PROBLEM TO WORK ON: From the Miata conversion thread below, extract word for word the passage starting with "I take donmurry's" and going on through "(Jun 9, 2008)".

TEXT:
#####

Hi Johannes, have been thinking of a Miatta (MX5 in NZ) conversion myself and for the last few days have been driving past a good buy...
Also I was considering the AC55 Azure motor but would have preferred a Siemens motor and controller which had a built in DC DC converter as well. I understand Siemens is not selling motors or controllers for the home car builder anymore and Evisol in your part of the world is making something similar in the way of a controller to what Siemens used to make. I was also thinking of Thundersky batteries but am interested you might have found a good alternative. For and EV to work for me I would like a minimum 200km range so am looking at nearly twice the kWhrs you are thinking of but I have not as yet investigated if 40kWhrs would fit into a Miata and also would it make the car overweight?
I take donmurry's points but if range is critcal and if your driving conditions can make the most of regen then it seems you could save the not so insignificant price of extra batteries to compensate for the extra cost of an AC system like the Azure one. I believe an AC system is more efficient anyway so as well as regen savings you need a cheaper battery set or get better range. I'm looking at the headway batteries for my situation; have you looked into what/if you need a BMS for these batteries and if so, how would you set it up and what make would you use?
I look forward to hearing about where you are up to and wish you the best for your proposed project!


----------



## RKM (Jun 9, 2008)

Johannes and Karlos,

I'm just nicely started into my conversion of a gen I Miata. Dimitri has done a very nice gen II Miata conversion, sold it and has moved on to a Mazda 5 wagon. Notnull has a beautiful gen I conversion as well. There are quite a few out there.

I will be using a Warp9 DC and about 23KWh of LFP, likely TS. I expect to get 100-125 km range. I spent some time last evening figuring out where to place 44 or 45 160Ah cells. IMHO you will not get much more than 44 or 45 of these cells into a Miata. At least not if you're putting them in insulated boxes. I don't want to rain on your parade Karlos, but I can't see how you would be able to fit 40KWh of prismatic LFP into that car. LFP has comparable volume to Pb, though more usable Wh. Weight would also be excessive.

Johannes... My understanding is that TS cells have a max discharge of about 3C with momentary burst (10 seconds) of up to 10C. Not too bad.

I love the Miata for a conversion vehicle, but it is certainly not the most practical or cost efficient. Having said this... convert a car that you will want to drive (word of wisdom from this forum).

Good luck and welcome. 

Rob


----------



## karlos (Jun 30, 2008)

Hi Rob, thanks lots for your reply and it's great to hear from someone with your experience. Yes, I thought I might be really pushing it to get much more then 120kms, I need 200kms to get between to cities relative to me so will have to consider a more suitable donor car, any suggestions welcome! I have a 97 Toyota Celica already which I bought for a conversion but have gone away from the idea of a front wheel drive despite the practicalities and yes Rob, a car that you really enjoy driving should sway the decision big time as in my case I intend to have the car a long time. I might once again look at the idea of a home built roadster.... any suggestions welcome


----------



## tj4fa (May 25, 2008)

#####

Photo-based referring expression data
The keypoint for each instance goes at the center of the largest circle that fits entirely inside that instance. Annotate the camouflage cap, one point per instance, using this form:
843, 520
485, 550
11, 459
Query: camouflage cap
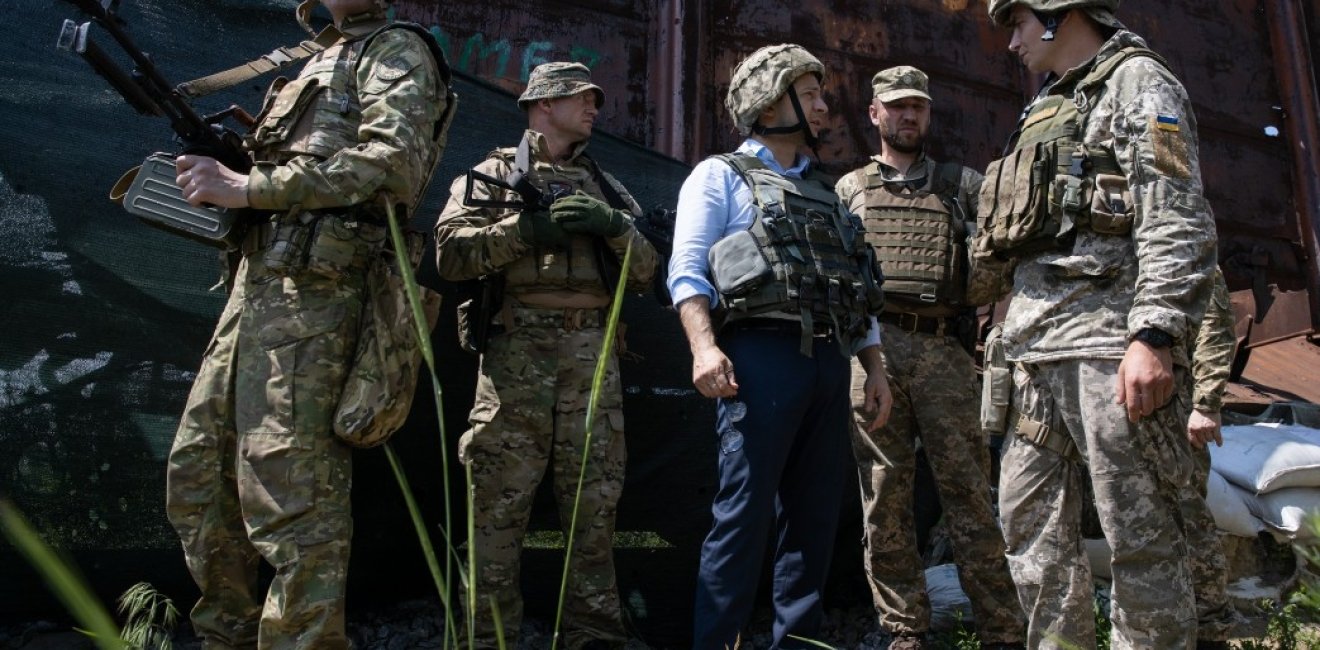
898, 82
763, 77
556, 79
1100, 11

#####

EXERCISE RESULT:
I take donmurry's points but if range is critcal and if your driving conditions can make the most of regen then it seems you could save the not so insignificant price of extra batteries to compensate for the extra cost of an AC system like the Azure one. I believe an AC system is more efficient anyway so as well as regen savings you need a cheaper battery set or get better range. I'm looking at the headway batteries for my situation; have you looked into what/if you need a BMS for these batteries and if so, how would you set it up and what make would you use?
I look forward to hearing about where you are up to and wish you the best for your proposed project!


----------



## RKM (Jun 9, 2008)